Required work: Count the lines in the material below that contain the string "shoreline". Reply with the number only.

Records for processing:
● ● ● ● ●
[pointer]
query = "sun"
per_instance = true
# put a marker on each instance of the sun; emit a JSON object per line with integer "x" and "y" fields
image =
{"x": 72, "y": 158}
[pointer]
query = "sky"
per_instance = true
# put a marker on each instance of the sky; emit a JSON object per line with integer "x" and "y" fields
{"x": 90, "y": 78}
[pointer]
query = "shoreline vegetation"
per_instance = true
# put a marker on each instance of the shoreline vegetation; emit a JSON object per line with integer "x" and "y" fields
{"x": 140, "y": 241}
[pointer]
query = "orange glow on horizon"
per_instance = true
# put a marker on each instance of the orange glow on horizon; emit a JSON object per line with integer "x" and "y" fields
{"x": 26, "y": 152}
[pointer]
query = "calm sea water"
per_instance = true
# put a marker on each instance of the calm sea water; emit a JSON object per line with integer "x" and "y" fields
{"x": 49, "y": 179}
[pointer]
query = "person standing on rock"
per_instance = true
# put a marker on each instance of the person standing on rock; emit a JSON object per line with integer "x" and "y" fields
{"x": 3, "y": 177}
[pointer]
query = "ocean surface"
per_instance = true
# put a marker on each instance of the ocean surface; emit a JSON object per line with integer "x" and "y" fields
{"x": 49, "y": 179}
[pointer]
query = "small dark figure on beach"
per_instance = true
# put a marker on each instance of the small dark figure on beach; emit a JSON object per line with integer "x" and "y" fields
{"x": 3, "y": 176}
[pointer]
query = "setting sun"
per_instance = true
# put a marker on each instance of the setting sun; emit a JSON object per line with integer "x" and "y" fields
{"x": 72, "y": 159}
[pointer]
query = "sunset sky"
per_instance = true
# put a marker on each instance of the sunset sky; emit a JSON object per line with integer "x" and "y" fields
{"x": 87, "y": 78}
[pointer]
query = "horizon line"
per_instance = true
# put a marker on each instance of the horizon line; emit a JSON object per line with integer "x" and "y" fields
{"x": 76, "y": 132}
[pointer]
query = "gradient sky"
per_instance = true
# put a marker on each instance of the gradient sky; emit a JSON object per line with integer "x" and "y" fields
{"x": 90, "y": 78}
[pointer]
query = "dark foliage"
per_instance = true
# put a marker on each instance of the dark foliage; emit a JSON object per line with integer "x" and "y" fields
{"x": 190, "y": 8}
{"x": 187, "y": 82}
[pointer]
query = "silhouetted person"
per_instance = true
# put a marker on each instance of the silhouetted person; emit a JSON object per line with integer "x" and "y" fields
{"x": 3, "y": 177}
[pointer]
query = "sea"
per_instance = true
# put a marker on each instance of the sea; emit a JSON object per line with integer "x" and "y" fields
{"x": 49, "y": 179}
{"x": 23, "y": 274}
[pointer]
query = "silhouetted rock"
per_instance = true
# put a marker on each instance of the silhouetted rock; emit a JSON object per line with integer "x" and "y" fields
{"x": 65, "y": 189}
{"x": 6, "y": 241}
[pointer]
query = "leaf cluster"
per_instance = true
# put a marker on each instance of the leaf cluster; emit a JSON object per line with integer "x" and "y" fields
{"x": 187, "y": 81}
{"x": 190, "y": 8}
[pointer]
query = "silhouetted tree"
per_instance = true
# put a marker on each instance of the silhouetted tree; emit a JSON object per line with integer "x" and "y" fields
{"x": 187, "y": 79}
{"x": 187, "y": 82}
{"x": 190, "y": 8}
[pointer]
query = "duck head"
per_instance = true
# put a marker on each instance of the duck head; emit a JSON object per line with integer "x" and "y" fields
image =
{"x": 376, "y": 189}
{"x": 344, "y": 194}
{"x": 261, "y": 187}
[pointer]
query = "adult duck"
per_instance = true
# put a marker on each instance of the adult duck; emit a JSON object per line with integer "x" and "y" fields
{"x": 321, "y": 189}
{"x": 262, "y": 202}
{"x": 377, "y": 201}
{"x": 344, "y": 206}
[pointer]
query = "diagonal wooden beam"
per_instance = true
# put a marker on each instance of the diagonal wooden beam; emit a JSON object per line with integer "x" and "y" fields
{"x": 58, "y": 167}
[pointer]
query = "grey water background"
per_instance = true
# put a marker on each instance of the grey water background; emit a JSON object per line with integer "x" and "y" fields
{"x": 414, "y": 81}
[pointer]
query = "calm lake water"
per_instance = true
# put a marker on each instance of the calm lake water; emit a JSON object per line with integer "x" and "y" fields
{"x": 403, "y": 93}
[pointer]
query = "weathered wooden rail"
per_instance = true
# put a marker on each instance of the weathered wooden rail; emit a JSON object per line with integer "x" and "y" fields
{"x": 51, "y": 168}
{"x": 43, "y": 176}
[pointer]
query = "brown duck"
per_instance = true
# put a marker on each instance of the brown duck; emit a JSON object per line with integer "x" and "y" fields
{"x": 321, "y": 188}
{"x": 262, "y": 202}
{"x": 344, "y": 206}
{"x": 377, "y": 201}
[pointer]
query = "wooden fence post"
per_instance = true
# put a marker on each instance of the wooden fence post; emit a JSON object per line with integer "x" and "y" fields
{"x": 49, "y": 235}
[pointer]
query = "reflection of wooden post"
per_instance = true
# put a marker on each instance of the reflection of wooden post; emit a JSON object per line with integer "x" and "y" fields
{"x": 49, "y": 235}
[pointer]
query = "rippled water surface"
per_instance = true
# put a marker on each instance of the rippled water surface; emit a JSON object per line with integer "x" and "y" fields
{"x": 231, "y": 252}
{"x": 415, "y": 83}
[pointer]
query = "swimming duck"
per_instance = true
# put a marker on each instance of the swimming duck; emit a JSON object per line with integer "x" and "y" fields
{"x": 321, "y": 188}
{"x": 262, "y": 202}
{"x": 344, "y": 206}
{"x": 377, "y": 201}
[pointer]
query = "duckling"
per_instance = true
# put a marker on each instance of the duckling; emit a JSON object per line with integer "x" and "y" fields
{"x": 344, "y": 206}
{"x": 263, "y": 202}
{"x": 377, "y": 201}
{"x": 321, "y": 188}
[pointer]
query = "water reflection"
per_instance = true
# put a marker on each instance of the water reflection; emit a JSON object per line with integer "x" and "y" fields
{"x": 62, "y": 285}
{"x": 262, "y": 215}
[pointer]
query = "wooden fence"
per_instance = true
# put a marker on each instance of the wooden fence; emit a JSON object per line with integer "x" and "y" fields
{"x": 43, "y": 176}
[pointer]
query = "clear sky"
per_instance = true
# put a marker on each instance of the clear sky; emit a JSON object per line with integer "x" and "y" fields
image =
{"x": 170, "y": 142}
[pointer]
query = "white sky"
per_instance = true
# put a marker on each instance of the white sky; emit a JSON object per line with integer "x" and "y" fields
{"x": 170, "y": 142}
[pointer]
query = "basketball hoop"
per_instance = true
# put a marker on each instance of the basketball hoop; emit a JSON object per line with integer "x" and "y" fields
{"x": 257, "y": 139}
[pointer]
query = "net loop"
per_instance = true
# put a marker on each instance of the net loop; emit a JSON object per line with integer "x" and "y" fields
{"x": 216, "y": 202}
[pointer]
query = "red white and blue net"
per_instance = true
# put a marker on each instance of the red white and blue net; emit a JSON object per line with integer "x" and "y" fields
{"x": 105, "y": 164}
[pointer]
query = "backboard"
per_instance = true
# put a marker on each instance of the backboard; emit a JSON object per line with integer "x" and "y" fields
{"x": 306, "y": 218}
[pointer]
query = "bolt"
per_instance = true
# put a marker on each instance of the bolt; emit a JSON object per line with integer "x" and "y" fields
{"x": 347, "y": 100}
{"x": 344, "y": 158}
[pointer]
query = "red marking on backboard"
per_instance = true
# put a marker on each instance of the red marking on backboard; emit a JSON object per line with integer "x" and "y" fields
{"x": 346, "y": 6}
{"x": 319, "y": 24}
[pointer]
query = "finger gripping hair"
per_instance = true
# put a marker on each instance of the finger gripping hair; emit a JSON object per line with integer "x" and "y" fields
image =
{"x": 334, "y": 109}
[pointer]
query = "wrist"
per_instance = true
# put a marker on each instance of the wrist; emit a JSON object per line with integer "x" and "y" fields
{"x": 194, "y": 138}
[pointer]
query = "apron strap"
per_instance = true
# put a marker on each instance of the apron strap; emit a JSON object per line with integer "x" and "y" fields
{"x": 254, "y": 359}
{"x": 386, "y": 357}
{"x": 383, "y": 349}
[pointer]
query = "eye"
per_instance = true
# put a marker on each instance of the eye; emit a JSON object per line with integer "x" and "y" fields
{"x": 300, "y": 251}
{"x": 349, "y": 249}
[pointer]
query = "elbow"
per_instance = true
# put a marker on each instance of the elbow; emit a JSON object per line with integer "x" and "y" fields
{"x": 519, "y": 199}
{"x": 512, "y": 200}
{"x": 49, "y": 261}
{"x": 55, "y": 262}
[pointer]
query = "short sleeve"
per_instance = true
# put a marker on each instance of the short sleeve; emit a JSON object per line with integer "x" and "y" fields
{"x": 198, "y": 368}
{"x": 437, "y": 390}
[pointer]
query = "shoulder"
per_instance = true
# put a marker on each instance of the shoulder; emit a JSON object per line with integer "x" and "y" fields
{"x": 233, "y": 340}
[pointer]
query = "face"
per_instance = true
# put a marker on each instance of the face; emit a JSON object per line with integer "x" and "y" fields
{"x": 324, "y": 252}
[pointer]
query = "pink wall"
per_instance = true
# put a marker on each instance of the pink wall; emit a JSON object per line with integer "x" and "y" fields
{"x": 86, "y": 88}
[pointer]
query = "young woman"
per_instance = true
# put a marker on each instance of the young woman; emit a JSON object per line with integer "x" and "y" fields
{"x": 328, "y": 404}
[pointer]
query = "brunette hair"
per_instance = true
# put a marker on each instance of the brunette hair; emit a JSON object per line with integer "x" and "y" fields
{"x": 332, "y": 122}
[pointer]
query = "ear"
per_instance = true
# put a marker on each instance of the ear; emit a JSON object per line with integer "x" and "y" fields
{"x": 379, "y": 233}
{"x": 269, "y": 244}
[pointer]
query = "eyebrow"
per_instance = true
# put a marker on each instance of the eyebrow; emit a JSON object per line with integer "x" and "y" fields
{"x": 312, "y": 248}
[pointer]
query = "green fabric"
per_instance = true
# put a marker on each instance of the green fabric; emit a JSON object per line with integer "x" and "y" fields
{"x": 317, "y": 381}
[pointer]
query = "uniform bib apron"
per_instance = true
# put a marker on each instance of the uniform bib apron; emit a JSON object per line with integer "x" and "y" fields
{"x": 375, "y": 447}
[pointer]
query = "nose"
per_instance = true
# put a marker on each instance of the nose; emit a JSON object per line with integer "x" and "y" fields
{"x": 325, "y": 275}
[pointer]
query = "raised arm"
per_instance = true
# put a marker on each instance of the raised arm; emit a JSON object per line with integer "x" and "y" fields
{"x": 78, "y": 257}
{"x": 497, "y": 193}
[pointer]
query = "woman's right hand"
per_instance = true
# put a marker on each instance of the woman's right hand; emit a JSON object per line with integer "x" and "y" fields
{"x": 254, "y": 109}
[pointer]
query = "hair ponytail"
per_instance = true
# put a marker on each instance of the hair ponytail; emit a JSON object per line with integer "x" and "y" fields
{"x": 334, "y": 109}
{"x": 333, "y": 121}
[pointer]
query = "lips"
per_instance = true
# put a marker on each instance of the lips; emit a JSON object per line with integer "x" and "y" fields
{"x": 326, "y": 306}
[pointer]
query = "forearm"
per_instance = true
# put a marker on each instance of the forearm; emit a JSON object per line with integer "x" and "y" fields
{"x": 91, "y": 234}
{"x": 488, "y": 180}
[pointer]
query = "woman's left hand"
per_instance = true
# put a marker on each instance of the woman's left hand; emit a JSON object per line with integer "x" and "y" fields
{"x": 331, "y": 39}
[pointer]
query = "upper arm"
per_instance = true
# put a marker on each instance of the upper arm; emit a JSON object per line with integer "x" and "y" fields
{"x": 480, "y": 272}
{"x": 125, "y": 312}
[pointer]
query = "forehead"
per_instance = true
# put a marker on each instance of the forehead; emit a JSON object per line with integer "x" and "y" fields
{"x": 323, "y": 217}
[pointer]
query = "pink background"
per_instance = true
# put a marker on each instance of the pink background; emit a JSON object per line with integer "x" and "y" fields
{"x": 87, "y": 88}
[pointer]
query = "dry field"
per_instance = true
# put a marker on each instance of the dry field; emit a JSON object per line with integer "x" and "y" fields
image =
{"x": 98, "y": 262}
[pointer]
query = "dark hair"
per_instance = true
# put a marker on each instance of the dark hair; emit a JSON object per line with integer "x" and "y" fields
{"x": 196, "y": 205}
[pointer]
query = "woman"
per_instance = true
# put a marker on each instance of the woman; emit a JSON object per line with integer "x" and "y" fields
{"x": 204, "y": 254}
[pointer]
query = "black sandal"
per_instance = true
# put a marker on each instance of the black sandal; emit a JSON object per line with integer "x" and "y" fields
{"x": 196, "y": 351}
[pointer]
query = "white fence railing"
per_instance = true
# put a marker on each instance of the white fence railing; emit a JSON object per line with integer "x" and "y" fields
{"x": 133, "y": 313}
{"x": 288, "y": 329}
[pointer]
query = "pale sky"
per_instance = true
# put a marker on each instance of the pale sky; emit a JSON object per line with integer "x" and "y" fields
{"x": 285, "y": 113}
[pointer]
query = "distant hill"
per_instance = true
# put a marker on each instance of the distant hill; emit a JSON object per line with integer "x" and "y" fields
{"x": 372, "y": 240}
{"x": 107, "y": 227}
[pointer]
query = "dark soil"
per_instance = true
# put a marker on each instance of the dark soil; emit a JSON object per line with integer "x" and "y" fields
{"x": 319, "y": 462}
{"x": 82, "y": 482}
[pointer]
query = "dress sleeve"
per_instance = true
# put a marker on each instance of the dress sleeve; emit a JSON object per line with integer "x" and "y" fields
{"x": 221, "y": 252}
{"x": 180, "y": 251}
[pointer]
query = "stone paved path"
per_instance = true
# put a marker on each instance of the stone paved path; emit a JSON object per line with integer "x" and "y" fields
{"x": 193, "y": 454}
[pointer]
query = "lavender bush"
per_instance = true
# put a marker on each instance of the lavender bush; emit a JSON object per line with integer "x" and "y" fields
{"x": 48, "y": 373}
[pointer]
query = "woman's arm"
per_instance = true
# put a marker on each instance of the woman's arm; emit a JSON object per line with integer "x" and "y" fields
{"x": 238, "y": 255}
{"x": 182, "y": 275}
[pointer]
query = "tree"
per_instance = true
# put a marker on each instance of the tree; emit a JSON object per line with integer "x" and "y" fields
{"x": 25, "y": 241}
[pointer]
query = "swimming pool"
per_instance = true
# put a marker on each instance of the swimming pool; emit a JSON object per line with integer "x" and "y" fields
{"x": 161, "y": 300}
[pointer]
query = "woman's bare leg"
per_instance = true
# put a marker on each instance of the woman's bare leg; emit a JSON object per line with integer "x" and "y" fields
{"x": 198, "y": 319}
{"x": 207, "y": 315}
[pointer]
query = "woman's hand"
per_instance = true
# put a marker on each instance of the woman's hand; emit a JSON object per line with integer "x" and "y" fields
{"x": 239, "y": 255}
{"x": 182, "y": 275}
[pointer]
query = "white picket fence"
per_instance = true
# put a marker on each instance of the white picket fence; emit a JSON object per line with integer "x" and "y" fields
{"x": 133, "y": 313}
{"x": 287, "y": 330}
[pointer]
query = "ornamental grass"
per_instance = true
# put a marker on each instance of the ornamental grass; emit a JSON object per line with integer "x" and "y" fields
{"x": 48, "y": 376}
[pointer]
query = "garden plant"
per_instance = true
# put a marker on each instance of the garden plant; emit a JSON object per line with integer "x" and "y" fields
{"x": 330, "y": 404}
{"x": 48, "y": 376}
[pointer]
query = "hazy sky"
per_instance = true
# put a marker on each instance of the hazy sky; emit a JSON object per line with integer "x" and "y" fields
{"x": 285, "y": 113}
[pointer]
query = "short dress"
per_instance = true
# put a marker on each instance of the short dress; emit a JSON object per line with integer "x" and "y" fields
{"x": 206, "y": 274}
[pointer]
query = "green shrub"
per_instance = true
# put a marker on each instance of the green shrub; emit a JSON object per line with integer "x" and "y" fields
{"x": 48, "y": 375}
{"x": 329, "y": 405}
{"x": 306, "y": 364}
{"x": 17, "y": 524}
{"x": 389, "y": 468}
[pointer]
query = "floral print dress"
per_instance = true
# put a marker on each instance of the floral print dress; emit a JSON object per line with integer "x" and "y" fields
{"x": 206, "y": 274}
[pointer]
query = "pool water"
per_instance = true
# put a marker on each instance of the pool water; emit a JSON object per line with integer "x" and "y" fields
● ● ● ● ●
Expected output: 2